_Task statement_.
Locate the word "wooden" in the data below, then copy every line that holds it.

_Records for the exercise_.
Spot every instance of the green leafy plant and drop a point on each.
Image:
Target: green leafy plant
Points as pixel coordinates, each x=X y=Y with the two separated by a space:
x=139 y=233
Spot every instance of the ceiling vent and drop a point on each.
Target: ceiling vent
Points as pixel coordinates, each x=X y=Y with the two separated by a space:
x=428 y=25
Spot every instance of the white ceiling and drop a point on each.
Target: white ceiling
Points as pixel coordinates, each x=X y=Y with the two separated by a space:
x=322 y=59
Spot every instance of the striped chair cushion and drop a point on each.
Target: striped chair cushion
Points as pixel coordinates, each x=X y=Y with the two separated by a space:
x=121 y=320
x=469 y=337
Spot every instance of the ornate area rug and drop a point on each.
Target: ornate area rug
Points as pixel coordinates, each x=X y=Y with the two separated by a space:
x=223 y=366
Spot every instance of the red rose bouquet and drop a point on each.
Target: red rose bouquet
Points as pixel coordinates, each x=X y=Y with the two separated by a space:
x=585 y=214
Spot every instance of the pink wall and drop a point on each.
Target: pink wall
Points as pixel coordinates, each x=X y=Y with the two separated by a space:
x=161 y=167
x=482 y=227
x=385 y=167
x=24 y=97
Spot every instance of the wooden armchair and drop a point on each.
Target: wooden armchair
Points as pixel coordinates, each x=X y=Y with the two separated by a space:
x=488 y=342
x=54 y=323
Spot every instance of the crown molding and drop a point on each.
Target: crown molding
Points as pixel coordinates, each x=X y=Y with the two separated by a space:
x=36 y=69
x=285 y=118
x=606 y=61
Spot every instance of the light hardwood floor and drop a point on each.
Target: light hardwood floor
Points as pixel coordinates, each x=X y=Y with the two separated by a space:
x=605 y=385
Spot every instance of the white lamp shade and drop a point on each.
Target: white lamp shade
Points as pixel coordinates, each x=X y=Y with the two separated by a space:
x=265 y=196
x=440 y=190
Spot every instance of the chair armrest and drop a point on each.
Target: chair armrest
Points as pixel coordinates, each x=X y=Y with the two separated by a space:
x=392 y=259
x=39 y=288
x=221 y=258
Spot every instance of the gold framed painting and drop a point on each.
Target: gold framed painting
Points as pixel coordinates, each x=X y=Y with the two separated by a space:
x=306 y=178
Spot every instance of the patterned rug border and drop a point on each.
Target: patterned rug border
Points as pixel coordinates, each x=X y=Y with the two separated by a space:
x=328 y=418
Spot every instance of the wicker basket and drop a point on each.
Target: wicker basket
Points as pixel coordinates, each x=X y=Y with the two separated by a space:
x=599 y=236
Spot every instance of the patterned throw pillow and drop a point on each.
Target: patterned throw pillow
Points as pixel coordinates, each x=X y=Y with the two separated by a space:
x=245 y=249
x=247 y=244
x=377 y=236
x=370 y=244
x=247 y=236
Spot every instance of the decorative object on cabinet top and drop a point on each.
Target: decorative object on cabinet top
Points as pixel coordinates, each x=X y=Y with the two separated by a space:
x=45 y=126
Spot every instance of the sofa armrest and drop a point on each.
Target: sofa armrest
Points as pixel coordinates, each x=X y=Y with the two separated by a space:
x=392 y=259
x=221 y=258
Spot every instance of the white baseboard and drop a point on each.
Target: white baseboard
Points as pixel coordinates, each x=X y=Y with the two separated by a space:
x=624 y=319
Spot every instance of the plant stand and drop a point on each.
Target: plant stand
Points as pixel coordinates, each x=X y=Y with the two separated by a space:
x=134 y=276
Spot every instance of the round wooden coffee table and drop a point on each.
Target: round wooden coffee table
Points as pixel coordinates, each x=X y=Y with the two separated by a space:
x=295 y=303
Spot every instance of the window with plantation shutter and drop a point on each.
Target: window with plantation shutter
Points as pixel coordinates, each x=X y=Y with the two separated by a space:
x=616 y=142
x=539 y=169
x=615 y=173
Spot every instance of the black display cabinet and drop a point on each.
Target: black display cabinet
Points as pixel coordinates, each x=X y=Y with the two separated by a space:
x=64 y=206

_Written answer_.
Spot every instance of the wooden armchair and drop a point on each.
Target: wooden armchair
Spot every instance of the round wooden coffee table and drop a point on each.
Target: round wooden coffee table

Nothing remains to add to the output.